__Exercise description__
Go through the material and pull out every line with the string "windshield" in it.

------------------------------

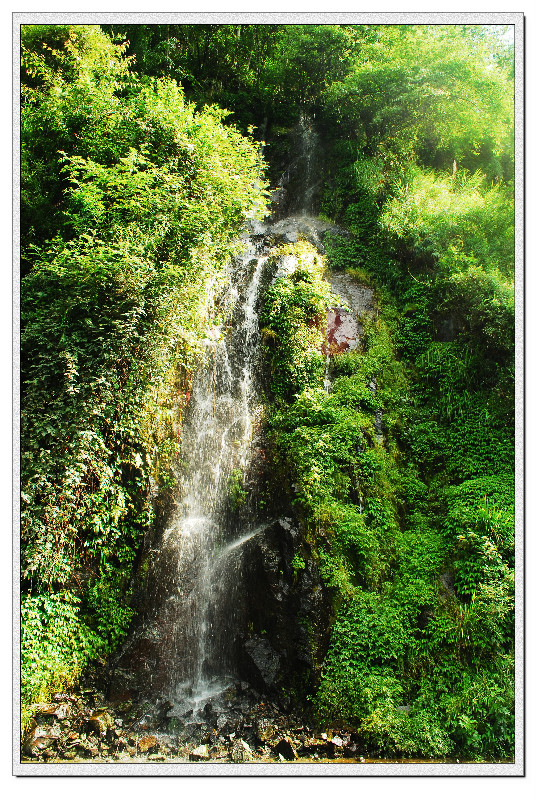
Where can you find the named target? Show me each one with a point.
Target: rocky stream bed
(242, 727)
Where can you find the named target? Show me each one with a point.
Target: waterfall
(185, 648)
(216, 443)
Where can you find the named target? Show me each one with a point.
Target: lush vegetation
(413, 526)
(133, 191)
(131, 206)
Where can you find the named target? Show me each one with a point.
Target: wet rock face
(288, 613)
(238, 729)
(344, 328)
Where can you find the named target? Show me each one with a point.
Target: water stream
(198, 563)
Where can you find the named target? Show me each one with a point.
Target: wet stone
(286, 749)
(200, 753)
(147, 743)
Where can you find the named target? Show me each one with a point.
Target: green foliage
(131, 202)
(293, 321)
(55, 644)
(433, 90)
(237, 492)
(128, 227)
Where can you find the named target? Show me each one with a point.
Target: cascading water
(216, 442)
(186, 646)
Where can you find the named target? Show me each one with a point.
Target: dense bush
(148, 197)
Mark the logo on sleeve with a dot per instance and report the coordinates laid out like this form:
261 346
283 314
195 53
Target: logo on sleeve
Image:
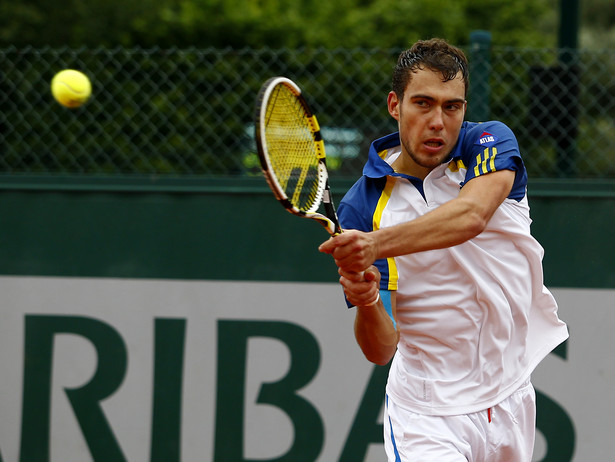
487 139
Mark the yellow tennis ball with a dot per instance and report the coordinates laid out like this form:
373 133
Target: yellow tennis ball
71 88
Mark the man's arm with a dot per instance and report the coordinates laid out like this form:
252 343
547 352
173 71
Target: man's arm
451 224
375 329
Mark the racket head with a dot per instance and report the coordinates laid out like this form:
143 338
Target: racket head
292 153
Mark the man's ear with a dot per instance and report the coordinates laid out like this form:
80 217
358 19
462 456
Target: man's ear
393 104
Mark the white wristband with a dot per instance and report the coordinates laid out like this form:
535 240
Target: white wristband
375 301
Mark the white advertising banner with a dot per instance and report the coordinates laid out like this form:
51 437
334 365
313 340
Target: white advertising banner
193 371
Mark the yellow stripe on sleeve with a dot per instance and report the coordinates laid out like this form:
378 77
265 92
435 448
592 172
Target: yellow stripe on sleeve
485 161
382 203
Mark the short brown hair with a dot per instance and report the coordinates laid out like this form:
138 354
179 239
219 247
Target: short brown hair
434 54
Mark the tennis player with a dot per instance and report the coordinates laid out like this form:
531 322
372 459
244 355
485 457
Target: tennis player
454 290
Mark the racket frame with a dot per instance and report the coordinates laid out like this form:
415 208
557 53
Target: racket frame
323 194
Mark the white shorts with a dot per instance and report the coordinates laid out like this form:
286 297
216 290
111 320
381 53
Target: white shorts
503 433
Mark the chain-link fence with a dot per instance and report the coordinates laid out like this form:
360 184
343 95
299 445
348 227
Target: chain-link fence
172 112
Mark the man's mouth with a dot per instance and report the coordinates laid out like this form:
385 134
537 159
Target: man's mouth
434 143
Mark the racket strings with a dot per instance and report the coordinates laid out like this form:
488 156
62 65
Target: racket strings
293 155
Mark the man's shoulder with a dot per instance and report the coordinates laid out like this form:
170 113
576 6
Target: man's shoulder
486 133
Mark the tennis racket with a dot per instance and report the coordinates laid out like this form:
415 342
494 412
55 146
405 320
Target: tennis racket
292 152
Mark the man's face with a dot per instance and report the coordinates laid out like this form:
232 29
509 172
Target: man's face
429 118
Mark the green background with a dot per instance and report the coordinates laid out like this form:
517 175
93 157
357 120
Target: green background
235 230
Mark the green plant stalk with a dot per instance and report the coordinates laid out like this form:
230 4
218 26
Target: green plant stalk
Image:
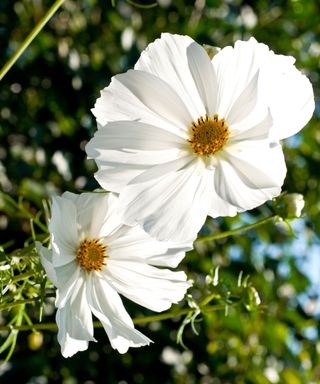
26 213
235 231
28 40
138 320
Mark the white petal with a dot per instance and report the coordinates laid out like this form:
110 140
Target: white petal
235 68
172 207
250 174
96 213
290 95
149 97
67 277
245 131
130 243
107 306
170 58
63 229
74 321
69 346
46 261
123 150
151 287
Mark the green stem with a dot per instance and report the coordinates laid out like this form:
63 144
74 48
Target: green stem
16 278
7 306
235 231
36 30
26 213
4 307
97 324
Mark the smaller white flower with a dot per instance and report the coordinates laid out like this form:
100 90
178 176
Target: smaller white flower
94 258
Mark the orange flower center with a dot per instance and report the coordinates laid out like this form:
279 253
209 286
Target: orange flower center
91 255
208 135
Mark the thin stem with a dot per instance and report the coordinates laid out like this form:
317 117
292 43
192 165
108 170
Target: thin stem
26 213
16 278
235 231
28 40
97 324
4 307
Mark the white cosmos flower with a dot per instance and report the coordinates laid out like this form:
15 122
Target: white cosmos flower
182 136
94 258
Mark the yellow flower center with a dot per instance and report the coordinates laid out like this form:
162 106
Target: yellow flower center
91 255
208 135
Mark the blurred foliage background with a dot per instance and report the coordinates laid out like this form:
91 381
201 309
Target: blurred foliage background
45 122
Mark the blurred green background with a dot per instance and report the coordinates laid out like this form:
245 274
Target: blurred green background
45 122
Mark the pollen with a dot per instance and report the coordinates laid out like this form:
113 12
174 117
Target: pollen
91 255
208 135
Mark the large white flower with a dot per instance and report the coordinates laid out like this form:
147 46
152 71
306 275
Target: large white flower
182 136
94 258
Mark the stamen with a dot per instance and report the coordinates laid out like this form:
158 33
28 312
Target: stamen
208 135
91 255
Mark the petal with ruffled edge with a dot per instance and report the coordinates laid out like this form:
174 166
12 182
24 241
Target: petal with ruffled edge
251 173
236 68
170 204
289 95
129 243
74 320
124 150
149 96
107 306
170 58
96 213
151 287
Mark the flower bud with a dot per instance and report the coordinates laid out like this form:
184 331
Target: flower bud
289 206
211 51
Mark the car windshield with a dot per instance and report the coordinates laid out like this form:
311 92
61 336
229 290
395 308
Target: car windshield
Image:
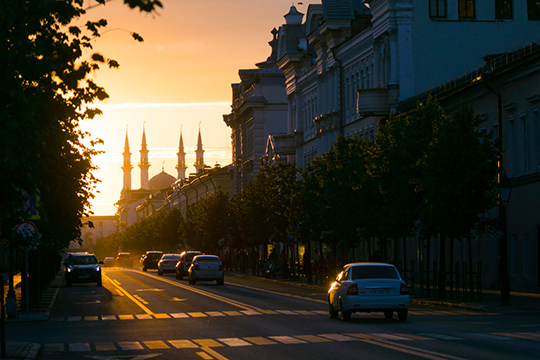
189 257
83 260
374 272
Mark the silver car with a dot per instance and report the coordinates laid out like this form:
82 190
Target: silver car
167 263
206 268
369 287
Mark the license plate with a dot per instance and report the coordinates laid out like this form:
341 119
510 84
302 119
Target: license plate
379 291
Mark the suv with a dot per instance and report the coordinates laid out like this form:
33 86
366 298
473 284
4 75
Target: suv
124 259
184 263
151 259
82 268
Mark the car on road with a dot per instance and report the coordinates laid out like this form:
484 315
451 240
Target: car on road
206 268
108 261
82 268
151 259
124 259
182 266
167 263
368 287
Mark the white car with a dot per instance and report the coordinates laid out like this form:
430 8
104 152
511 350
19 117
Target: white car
206 268
167 263
369 287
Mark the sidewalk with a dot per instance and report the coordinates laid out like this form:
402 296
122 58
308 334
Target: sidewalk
23 350
490 302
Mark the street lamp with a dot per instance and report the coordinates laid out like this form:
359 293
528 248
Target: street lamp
504 197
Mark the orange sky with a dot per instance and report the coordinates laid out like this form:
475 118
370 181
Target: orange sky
179 78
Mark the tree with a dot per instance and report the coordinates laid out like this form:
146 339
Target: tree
46 92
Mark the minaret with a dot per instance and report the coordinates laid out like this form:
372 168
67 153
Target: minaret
199 153
127 167
181 166
144 164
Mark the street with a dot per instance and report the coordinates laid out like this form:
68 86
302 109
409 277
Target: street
140 315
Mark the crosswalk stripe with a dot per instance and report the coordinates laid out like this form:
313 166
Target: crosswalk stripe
287 340
183 344
130 345
215 313
392 337
338 337
106 346
312 338
491 336
442 337
232 313
143 316
414 337
234 342
162 316
156 344
207 342
179 315
75 347
259 340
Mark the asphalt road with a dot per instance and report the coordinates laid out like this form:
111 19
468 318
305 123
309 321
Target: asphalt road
140 315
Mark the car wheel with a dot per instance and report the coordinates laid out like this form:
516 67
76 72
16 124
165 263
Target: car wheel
402 314
345 314
332 311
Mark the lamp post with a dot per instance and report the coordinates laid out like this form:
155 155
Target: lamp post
504 197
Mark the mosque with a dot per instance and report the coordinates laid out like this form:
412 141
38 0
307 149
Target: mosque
135 204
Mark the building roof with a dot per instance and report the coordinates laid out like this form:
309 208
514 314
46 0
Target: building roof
161 181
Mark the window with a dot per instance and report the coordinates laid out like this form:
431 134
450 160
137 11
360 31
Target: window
437 8
466 8
533 9
503 9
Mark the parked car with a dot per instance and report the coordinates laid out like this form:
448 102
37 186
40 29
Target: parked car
183 264
82 268
108 261
150 259
206 268
368 287
167 263
124 259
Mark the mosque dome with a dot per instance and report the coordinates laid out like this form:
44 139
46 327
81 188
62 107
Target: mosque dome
161 181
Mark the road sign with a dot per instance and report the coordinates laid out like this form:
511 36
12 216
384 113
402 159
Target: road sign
27 229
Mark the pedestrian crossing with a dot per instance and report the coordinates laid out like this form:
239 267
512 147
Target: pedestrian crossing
206 314
171 344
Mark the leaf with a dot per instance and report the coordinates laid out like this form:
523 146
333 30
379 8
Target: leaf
137 37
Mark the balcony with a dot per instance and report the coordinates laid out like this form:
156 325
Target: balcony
373 102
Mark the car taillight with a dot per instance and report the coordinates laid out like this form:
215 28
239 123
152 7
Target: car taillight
403 289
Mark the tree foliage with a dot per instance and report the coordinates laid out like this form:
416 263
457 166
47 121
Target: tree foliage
46 91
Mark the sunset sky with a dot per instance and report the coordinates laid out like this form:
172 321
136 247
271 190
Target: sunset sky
179 78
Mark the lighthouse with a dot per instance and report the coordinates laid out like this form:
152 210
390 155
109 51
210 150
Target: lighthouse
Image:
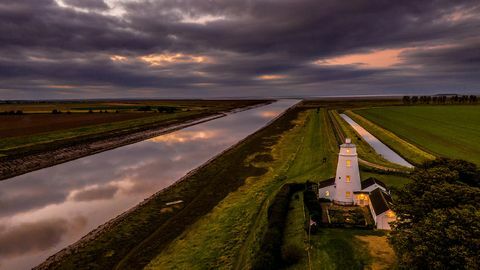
347 178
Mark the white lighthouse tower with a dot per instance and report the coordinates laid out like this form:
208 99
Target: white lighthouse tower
347 179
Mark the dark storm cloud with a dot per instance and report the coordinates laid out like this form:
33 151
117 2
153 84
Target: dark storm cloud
102 46
88 4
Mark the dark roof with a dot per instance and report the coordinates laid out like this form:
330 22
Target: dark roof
371 181
326 183
380 201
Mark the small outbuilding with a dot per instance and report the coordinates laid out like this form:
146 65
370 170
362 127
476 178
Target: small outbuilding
347 189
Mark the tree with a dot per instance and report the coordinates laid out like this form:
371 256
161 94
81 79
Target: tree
444 239
438 217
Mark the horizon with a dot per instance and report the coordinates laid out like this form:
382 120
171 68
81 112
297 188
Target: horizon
123 49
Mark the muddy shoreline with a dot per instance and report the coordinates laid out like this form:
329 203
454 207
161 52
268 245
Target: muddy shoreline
172 192
11 166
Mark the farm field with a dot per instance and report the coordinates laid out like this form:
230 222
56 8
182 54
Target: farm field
297 157
448 131
222 226
35 135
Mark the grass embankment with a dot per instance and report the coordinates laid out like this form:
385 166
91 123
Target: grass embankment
364 150
448 131
30 142
334 248
229 236
408 151
139 236
226 236
43 131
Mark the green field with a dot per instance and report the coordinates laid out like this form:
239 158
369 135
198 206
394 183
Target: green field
224 217
364 150
448 131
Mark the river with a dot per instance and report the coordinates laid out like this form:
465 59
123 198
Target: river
376 144
46 210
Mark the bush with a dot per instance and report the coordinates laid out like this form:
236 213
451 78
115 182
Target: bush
291 254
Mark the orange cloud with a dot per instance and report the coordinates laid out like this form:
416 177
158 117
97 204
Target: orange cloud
118 58
271 77
168 58
376 59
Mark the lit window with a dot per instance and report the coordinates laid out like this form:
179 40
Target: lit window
390 214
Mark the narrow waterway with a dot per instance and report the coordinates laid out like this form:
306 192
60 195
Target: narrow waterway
376 144
44 211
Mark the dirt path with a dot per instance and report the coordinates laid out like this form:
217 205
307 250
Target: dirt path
341 136
35 161
81 147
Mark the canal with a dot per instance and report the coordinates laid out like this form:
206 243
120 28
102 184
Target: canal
46 210
376 144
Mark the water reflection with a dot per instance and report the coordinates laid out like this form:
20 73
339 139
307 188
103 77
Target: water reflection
376 144
43 211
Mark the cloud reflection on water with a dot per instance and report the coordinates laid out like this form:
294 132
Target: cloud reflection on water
37 208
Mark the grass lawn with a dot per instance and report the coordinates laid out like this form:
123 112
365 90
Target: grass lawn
229 236
226 237
350 249
449 131
407 150
390 180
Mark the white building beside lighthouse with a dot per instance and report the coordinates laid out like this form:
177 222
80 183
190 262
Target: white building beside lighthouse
347 179
348 189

------------------------------

__Expected answer__
Mark the car windshield with a dot per instance and report the coordinates laid out like this form:
Target: car windshield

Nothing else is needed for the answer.